Text block:
· · · · · · ·

Lecture Components and Design Processes

The most common elements of online lectures included slide decks (25/45, 56%), narration (23/45, 51%), and video (18/45, 40%), with slide decks and narration typically occurring in conjunction. Several studies used the terminology online “lecture” or “module”, but did not clarify the specific design of these interventions (5/45, 11%). A summary of design features can be found in Table 1. Approaches to delivering online lectures were occasionally described as well, with 16% (7/45) of lectures reported as case-based, 13% (6/45) of lectures including self-assessment questions, and 11% (5/45) of lectures including links to additional resources.

Table 1.

Summary of online lecture design components (N=45).

Design componenta n (%)
Slide deck (eg, Microsoft PowerPoint) 25 (56)
Audio or narration 23 (51)
Video (eg, procedural demonstration; does not include video recordings of slide decks) 18 (40)
Unspecified design (eg, only described as online “lecture” or “module”) 5 (11)
Animation (eg, dynamic 2D or 3D images) 4 (9)
Visible lecturer (eg, talking head) 1 (2)

aArticles often utilized more than one design component.

· · · · · · ·

Input data:
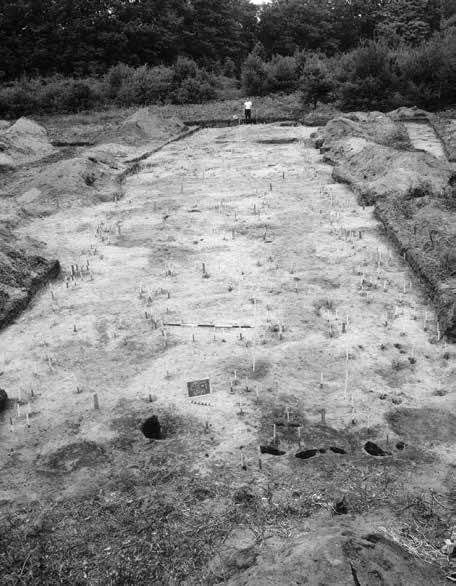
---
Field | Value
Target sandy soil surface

· · · · · · ·

Tasks to complete:
a: In the lecture design text, what share of the online lectures included self-assessment questions?
b: Repeat the lecture design text word for word, from "Video (eg, procedural" to "one design component.".
Rely only on the lecture design text, not on the data.

Responses per task:
a: 13% (6 of 45 lectures) included self-assessment questions.

b:
Video (eg, procedural demonstration; does not include video recordings of slide decks) 18 (40)
Unspecified design (eg, only described as online “lecture” or “module”) 5 (11)
Animation (eg, dynamic 2D or 3D images) 4 (9)
Visible lecturer (eg, talking head) 1 (2)

aArticles often utilized more than one design component.